* Problem to work on: Return exactly the lines of the entries, from the one with "Query: ceiling fan blade" to the last.

* Records to process:
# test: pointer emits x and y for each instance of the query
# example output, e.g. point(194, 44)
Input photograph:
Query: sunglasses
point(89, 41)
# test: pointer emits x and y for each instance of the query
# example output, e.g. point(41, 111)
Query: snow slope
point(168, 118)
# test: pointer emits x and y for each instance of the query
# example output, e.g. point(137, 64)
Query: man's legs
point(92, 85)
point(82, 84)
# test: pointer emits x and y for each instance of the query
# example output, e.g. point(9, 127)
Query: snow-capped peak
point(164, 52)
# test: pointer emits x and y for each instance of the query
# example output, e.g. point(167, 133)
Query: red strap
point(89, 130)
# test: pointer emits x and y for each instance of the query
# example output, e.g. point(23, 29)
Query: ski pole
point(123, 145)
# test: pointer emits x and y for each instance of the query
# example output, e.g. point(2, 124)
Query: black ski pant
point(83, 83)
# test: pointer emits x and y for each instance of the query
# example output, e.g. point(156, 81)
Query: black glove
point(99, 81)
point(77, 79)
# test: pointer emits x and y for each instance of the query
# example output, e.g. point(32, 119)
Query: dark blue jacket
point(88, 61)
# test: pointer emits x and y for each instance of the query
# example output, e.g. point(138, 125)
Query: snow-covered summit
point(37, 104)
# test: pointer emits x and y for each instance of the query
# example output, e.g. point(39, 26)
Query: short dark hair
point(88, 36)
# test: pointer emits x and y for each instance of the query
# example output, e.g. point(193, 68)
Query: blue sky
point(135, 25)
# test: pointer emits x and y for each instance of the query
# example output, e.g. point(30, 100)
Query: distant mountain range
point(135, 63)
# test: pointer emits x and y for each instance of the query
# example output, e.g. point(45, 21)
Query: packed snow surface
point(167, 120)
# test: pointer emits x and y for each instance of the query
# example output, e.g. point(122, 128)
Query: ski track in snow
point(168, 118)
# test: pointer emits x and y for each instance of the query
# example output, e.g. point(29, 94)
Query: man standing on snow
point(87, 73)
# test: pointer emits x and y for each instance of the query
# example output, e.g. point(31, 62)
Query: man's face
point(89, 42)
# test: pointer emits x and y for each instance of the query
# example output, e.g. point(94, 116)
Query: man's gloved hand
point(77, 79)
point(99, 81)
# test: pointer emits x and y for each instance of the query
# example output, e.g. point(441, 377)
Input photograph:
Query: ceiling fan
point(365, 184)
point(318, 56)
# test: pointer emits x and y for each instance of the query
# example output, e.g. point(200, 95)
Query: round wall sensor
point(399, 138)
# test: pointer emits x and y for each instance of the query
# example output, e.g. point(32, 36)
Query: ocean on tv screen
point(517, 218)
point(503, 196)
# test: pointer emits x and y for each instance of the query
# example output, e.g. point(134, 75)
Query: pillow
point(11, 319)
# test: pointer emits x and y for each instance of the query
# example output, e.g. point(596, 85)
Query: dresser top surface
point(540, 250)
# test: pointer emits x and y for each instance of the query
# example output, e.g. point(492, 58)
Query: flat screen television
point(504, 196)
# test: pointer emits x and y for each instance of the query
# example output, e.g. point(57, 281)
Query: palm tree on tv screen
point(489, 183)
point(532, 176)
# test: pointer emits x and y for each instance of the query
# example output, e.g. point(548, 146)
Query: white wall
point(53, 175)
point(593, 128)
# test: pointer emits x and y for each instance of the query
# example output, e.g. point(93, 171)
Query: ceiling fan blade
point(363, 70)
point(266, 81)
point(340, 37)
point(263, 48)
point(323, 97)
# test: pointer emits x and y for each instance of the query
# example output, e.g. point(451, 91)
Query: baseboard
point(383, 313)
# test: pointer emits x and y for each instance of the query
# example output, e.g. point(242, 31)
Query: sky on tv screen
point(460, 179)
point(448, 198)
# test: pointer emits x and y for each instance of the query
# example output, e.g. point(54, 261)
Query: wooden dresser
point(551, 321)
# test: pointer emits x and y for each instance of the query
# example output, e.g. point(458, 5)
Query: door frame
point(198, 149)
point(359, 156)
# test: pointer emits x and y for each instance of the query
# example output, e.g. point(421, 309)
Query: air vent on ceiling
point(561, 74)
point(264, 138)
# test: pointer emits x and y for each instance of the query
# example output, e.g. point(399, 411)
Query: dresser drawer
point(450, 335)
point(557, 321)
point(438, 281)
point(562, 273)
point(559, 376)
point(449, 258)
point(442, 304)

* Answer area:
Query: ceiling fan blade
point(363, 70)
point(266, 81)
point(340, 37)
point(263, 48)
point(323, 97)
# test: pointer emits x and y for each instance of the query
# example output, e.g. point(451, 91)
Query: baseboard
point(383, 313)
# test: pointer emits x and y for each instance of the query
# example output, e.g. point(242, 31)
Query: sky on tv screen
point(460, 179)
point(448, 198)
# test: pointer emits x and y for each instance of the query
# example output, e.g. point(54, 261)
Query: wooden dresser
point(551, 321)
# test: pointer emits x and y for each instance of the query
# example output, e.g. point(458, 5)
Query: door frame
point(198, 149)
point(359, 156)
# test: pointer emits x and y for each instance of the query
# example output, e.g. point(421, 309)
Query: air vent on ceiling
point(561, 74)
point(264, 138)
# test: pointer emits x and y for each instance of the query
# example output, e.g. point(399, 411)
Query: dresser drawer
point(450, 335)
point(557, 321)
point(438, 281)
point(562, 273)
point(559, 376)
point(449, 258)
point(442, 304)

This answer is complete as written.